DATASET:
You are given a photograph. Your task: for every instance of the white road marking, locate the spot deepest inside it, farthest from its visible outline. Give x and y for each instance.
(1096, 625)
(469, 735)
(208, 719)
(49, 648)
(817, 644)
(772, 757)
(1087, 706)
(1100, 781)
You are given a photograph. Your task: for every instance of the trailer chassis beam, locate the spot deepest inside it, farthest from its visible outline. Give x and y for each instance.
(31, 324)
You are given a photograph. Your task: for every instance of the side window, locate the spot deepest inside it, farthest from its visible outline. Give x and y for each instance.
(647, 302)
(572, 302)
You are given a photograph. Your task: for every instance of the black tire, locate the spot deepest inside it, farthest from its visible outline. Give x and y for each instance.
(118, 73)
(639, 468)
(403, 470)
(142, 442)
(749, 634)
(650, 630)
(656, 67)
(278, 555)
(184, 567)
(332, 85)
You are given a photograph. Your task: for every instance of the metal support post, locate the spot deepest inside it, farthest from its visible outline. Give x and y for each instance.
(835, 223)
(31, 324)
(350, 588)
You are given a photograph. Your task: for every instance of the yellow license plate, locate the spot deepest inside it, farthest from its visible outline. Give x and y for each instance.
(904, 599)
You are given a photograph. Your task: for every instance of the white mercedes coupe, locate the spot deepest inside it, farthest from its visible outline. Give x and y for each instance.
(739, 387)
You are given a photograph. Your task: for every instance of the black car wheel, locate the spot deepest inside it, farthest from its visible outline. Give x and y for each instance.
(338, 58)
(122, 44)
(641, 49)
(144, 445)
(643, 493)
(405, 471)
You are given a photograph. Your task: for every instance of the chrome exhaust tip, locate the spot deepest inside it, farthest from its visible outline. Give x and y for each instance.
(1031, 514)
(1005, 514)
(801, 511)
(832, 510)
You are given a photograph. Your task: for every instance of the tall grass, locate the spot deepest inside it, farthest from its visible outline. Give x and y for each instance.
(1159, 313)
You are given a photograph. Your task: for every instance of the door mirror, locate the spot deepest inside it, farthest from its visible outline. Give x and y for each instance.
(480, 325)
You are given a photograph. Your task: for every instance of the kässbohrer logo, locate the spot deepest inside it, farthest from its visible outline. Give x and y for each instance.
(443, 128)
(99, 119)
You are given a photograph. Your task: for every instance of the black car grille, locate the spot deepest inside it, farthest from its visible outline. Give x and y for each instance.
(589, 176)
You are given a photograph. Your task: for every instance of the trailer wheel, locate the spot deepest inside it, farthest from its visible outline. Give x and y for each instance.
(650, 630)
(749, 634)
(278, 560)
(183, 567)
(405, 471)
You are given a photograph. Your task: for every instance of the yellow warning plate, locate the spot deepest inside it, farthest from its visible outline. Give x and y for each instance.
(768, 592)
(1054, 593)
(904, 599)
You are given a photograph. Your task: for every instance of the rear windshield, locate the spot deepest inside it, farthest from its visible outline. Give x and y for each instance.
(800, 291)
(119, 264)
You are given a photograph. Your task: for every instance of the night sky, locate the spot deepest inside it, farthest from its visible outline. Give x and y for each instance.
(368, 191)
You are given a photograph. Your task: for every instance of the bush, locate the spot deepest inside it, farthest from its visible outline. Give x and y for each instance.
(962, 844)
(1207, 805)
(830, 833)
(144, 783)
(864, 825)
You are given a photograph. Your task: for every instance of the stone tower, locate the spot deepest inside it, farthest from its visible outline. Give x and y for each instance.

EXERCISE OBJECTIVE: Return each line of the records above exactly as it reads.

WRITTEN RESPONSE:
You are given a photograph. Your task: for every instance of the white road marking, locate the spot deepest inside it, farthest from its visible outline. Give x and y for each instance.
(1096, 625)
(469, 735)
(208, 719)
(49, 648)
(817, 644)
(772, 757)
(1087, 706)
(1100, 781)
You are given a photograph. Your task: for every instance of the trailer chassis beam, locate the spot deepest inside it, farthest from its visible outline. Give x and y for each instance.
(31, 324)
You are given a photograph. Your task: for every instance of the side window, locate the spot deepest inside it, farthest from its visible outline. Give x and y for each instance.
(647, 302)
(572, 302)
You are given a photograph. Your task: for every instance of the black tire, locate the spot deepest inside it, farthest from its visible outline. Give x and y for each instance.
(118, 73)
(639, 468)
(403, 470)
(142, 442)
(749, 634)
(650, 630)
(656, 67)
(278, 555)
(184, 567)
(332, 85)
You are given a photograph. Your task: for every instance of the metal support post, locate the spot deepest inside it, farthest from its visible outline. Give x and y for each instance.
(835, 223)
(31, 324)
(350, 588)
You are given a photograph. Your task: for every instance of the yellow license plate, locate the spot deepest inside it, farthest from its visible outline. Give x and y for each instance.
(904, 599)
You are given a photograph. Your task: for every instance of the white mercedes coupe, locate the spot deepest inside it, farthest from its visible outline. Give x and y for each instance.
(739, 387)
You are given a photograph. Your task: for every instance of the black car wheel, locate the spot deepest inside it, farthest from its visible outline. Give x and y for each instance.
(338, 58)
(122, 44)
(641, 49)
(144, 445)
(643, 493)
(405, 471)
You are given a photograph. Your task: for every instance of the chrome exhaust tip, locate the spot deepest inside it, farthest from its visible outline. Give x and y for each instance.
(1031, 514)
(1005, 514)
(801, 511)
(832, 510)
You are given a photograph. Your task: for every instance of the tall grass, locate the spot deepest inside it, farthest from its visible outline. Give x and y for each instance.
(1159, 313)
You are given a photograph. Your task: for every instance of the door mirror, locate the spot deepest inside it, farthest from its visible outline. Give x and y for each instance.
(480, 325)
You are given a photograph. Your task: for every instance of the kässbohrer logo, locate the spot deepest inside it, farthest from its visible outline. Give x and y for each instance.
(443, 128)
(99, 119)
You are given a photograph. Your task: for every instance of the black car grille, locate the spot deepest inside it, farthest from its visible outline. Give x and y for each instance.
(589, 176)
You are given a photograph. Your task: for every instance of the trailer wheel, locate the spot deepest inside it, farthest from its visible outline. Give x and y for each instance.
(650, 630)
(749, 634)
(278, 560)
(183, 567)
(405, 471)
You are given a photograph. Your task: for every instance of the yellow warning plate, locate the spot deepest inside it, farthest from its visible outline. Give x and y for each instance.
(768, 592)
(1054, 593)
(904, 599)
You are given a photograph. Your task: for every instance of the rear windshield, locate the spot deepest inside it, farthest from its visible outline. Give x and y for each instance.
(800, 291)
(119, 264)
You are given a photograph. Your task: for every instance of the night sky, locate the spot deepest inside it, farthest from its visible outline. Give x and y for each instance.
(368, 191)
You are given a photograph. Your task: for every instance of the bush, locate the spot deepest inside it, farthest from its visible outline. Give x and y for each instance.
(962, 844)
(1207, 805)
(830, 833)
(144, 783)
(864, 825)
You are given a photograph. Your task: for every instance of the stone tower, locate the spot deepest inside it, farthest from its visible outline. Give x and y for each instance.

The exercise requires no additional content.